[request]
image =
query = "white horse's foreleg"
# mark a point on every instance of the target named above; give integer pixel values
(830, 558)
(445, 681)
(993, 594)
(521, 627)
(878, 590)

__Aim__
Rewrite the records above as a numbered list, leaving out any blank lines.

__Output for this exercise__
1. [request]
2. image =
3. query = "white horse's foreleg"
4. # mark a point on every instance of the target named above; give integer pixel values
5. (830, 558)
6. (445, 681)
7. (993, 594)
8. (521, 627)
9. (878, 590)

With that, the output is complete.